→ **How to complete this task**
Below are some records; each one is to be set down again exactly.
Content starts
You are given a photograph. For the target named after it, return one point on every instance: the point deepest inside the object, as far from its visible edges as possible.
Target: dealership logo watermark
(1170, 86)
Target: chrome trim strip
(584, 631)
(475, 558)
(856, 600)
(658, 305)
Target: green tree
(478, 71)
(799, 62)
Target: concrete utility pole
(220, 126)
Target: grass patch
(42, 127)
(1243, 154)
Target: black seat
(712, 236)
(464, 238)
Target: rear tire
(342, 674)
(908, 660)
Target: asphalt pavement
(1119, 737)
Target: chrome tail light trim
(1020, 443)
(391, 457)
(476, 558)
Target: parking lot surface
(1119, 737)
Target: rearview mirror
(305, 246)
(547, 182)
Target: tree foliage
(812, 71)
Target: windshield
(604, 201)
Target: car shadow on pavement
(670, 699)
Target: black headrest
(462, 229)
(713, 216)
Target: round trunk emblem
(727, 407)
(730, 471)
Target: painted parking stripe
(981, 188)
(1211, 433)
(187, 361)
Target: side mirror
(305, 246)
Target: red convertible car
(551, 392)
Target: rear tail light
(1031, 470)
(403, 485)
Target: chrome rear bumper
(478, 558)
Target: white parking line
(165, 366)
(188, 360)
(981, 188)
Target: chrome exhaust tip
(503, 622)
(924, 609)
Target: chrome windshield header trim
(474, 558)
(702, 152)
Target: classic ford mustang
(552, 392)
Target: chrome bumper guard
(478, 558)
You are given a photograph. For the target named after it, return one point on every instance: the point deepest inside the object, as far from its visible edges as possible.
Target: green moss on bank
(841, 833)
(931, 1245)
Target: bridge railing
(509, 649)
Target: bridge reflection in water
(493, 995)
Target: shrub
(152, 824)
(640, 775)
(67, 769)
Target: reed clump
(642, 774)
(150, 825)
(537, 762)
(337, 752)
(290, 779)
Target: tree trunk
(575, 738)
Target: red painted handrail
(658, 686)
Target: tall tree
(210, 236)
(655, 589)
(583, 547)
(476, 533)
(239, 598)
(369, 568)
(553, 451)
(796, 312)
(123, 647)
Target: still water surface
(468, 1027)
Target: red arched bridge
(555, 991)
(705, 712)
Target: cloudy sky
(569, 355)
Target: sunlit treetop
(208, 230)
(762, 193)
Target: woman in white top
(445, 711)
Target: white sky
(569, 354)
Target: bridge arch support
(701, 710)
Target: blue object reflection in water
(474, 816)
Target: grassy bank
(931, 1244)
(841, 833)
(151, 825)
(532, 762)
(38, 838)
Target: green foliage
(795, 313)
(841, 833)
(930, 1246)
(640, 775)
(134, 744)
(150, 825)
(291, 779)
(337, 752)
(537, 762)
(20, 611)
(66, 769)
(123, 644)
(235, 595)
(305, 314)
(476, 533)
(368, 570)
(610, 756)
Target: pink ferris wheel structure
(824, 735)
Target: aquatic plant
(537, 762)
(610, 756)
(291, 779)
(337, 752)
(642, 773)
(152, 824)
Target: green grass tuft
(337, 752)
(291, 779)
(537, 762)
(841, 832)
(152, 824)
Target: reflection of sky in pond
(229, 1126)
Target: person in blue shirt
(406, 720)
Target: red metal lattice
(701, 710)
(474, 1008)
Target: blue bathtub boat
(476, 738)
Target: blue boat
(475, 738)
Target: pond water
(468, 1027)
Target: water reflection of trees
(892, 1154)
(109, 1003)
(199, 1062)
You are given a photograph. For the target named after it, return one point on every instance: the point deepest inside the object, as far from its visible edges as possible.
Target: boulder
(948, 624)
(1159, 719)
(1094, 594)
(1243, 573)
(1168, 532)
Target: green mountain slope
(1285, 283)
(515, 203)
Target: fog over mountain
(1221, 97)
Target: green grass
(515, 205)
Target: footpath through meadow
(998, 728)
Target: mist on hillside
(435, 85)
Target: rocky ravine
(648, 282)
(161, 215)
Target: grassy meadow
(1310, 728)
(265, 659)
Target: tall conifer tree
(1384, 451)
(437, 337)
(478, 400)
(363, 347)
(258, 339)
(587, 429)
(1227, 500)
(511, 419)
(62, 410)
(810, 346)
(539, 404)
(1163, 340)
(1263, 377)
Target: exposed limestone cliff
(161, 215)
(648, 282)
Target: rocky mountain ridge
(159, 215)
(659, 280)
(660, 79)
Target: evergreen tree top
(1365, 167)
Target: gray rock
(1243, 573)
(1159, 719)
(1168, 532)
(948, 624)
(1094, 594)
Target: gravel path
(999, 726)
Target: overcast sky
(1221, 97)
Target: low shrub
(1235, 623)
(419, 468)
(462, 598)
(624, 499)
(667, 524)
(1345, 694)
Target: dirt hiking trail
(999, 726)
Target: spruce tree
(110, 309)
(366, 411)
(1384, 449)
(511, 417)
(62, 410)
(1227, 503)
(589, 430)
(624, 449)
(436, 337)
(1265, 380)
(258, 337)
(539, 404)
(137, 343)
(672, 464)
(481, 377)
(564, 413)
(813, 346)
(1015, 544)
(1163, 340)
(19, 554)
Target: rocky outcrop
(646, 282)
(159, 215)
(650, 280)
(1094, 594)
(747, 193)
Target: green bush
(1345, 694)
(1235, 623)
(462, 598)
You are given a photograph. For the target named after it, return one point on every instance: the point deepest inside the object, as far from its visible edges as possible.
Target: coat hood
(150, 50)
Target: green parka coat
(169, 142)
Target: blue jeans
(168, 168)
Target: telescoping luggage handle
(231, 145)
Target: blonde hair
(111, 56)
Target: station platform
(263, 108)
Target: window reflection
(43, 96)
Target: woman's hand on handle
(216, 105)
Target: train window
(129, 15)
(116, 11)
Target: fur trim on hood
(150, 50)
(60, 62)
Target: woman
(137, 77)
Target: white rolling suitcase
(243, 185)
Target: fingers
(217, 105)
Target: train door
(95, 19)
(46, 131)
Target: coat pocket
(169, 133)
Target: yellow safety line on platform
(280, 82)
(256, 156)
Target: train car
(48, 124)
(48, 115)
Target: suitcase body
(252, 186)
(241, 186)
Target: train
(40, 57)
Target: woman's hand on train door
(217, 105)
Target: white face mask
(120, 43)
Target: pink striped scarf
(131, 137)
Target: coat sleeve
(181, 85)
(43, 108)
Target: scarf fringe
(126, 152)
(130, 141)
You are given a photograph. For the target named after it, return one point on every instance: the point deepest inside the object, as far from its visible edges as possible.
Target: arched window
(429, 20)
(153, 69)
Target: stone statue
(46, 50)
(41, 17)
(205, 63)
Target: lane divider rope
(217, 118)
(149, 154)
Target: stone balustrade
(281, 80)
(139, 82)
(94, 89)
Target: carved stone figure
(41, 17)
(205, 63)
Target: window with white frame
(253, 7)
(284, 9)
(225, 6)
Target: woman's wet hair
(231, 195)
Content ends
→ **Response to this task**
You are given a photograph. For the target named after it, return one point on every instance: the point deepest inside the object, as far from its visible edges as possible.
Target: dealership logo watermark
(1170, 86)
Target: chrome trim strip
(584, 631)
(475, 558)
(856, 600)
(658, 305)
Target: green tree
(478, 71)
(799, 62)
Target: concrete utility pole
(220, 126)
Target: grass patch
(42, 127)
(1243, 154)
Target: black seat
(712, 236)
(464, 238)
Target: rear tire
(342, 674)
(908, 660)
Target: asphalt pavement
(1119, 737)
Target: chrome tail light trim
(1020, 443)
(391, 457)
(476, 558)
Target: parking lot surface
(1119, 737)
Target: rearview mirror
(305, 246)
(547, 182)
Target: tree foliage
(812, 71)
Target: windshield
(604, 201)
Target: car shadow on pavement
(670, 699)
Target: black headrest
(462, 229)
(713, 216)
Target: round trunk emblem
(727, 407)
(730, 471)
Target: painted parking stripe
(981, 188)
(1211, 433)
(187, 361)
Target: side mirror
(305, 246)
Target: red convertible car
(551, 392)
Target: rear tail light
(1031, 470)
(403, 485)
Target: chrome rear bumper
(478, 558)
Target: white parking line
(165, 366)
(188, 360)
(981, 188)
Target: chrome exhaust tip
(503, 622)
(924, 609)
Target: chrome windshield header trim
(474, 558)
(702, 152)
Target: classic ford mustang
(552, 392)
Target: chrome bumper guard
(478, 558)
You are given a photograph. For the target named after it, return one point on every instance: the point deepest inside the object, as far from its visible edges as possible.
Target: green moss on bank
(841, 833)
(931, 1245)
Target: bridge railing
(509, 649)
Target: bridge reflection in water
(493, 995)
Target: shrub
(152, 824)
(640, 775)
(67, 769)
Target: reed clump
(642, 774)
(150, 825)
(537, 762)
(337, 752)
(290, 779)
Target: tree trunk
(575, 738)
Target: red painted handrail
(658, 686)
Target: tall tree
(210, 236)
(655, 589)
(583, 547)
(476, 533)
(239, 598)
(369, 568)
(553, 451)
(796, 312)
(123, 647)
Target: still water surface
(468, 1027)
Target: red arched bridge
(555, 991)
(705, 712)
Target: cloudy sky
(569, 355)
Target: sunlit treetop
(208, 230)
(762, 193)
Target: woman in white top
(445, 711)
Target: white sky
(569, 354)
Target: bridge arch support
(701, 710)
Target: blue object reflection in water
(474, 816)
Target: grassy bank
(931, 1244)
(841, 833)
(151, 825)
(532, 762)
(38, 838)
Target: green foliage
(795, 313)
(841, 833)
(930, 1246)
(640, 775)
(134, 744)
(150, 825)
(291, 779)
(337, 752)
(537, 762)
(20, 611)
(66, 769)
(123, 644)
(235, 595)
(305, 314)
(476, 533)
(368, 570)
(610, 756)
Target: pink ferris wheel structure
(824, 735)
Target: aquatic plant
(537, 762)
(610, 756)
(291, 779)
(337, 752)
(642, 773)
(152, 824)
Target: green grass tuft
(337, 752)
(291, 779)
(537, 762)
(841, 832)
(152, 824)
Target: reflection of sky in pond
(229, 1126)
Target: person in blue shirt
(406, 720)
Target: red metal lattice
(701, 710)
(474, 1008)
Target: blue bathtub boat
(476, 738)
Target: blue boat
(475, 738)
Target: pond water
(468, 1027)
Target: water reflection of trees
(892, 1154)
(109, 1003)
(199, 1062)
You are given a photograph. For the target named after it, return one point on every instance: the point deepest inside the object, as far from its visible edges as possible.
Target: boulder
(948, 624)
(1159, 719)
(1094, 594)
(1243, 573)
(1168, 532)
Target: green mountain slope
(1285, 283)
(515, 203)
Target: fog over mountain
(1221, 97)
Target: green grass
(515, 205)
Target: footpath through meadow
(998, 728)
Target: mist on hillside
(435, 85)
Target: rocky ravine
(648, 282)
(161, 215)
Target: grassy meadow
(1310, 728)
(265, 659)
Target: tall conifer tree
(1384, 451)
(437, 337)
(478, 400)
(363, 347)
(258, 339)
(587, 429)
(1227, 500)
(511, 419)
(62, 410)
(810, 346)
(539, 404)
(1163, 340)
(1263, 377)
Target: exposed limestone cliff
(161, 215)
(648, 282)
Target: rocky mountain ridge
(159, 215)
(659, 280)
(660, 79)
Target: evergreen tree top
(1365, 167)
Target: gray rock
(1243, 573)
(1159, 719)
(1168, 532)
(948, 624)
(1094, 594)
Target: gravel path
(999, 726)
Target: overcast sky
(1221, 97)
Target: low shrub
(1235, 623)
(419, 468)
(462, 598)
(624, 499)
(667, 524)
(1345, 694)
Target: dirt hiking trail
(999, 726)
Target: spruce tree
(110, 309)
(366, 411)
(1384, 449)
(511, 417)
(62, 410)
(1227, 503)
(589, 430)
(624, 449)
(436, 337)
(1265, 380)
(258, 337)
(539, 404)
(137, 343)
(672, 464)
(481, 377)
(564, 413)
(813, 346)
(1015, 544)
(1163, 340)
(19, 554)
Target: rocky outcrop
(646, 282)
(159, 215)
(650, 280)
(1094, 594)
(747, 193)
Target: green bush
(1345, 694)
(1235, 623)
(462, 598)
You are given a photograph. For the target named after it, return one point on every instance: the point deepest inside the object, as far from its visible edges as possible.
Target: coat hood
(150, 50)
Target: green parka coat
(169, 142)
Target: blue jeans
(168, 168)
Target: telescoping luggage handle
(231, 145)
Target: blonde hair
(111, 56)
Target: station platform
(263, 108)
Target: window reflection
(43, 96)
Target: woman's hand on handle
(216, 105)
Target: train window
(129, 15)
(116, 11)
Target: fur trim on hood
(150, 50)
(60, 62)
Target: woman
(137, 77)
Target: white rolling suitcase
(243, 185)
Target: fingers
(217, 105)
Target: train door
(95, 19)
(46, 131)
Target: coat pocket
(169, 133)
Target: yellow safety line on platform
(280, 82)
(256, 156)
Target: train car
(48, 124)
(48, 115)
Target: suitcase body
(252, 186)
(241, 186)
Target: train
(40, 57)
Target: woman's hand on train door
(217, 105)
Target: white face mask
(120, 43)
Target: pink striped scarf
(131, 137)
Target: coat sleeve
(181, 85)
(43, 108)
Target: scarf fringe
(126, 152)
(130, 141)
You are given a photograph. For the target named after it, return one point on every instance: the point deepest inside the object, as far from its visible edges as possible.
Target: arched window
(429, 20)
(153, 69)
Target: stone statue
(46, 50)
(41, 17)
(205, 63)
Target: lane divider rope
(217, 118)
(149, 154)
Target: stone balustrade
(281, 80)
(139, 82)
(94, 89)
Target: carved stone figure
(41, 17)
(205, 63)
Target: window with white frame
(253, 7)
(284, 9)
(225, 6)
Target: woman's wet hair
(231, 195)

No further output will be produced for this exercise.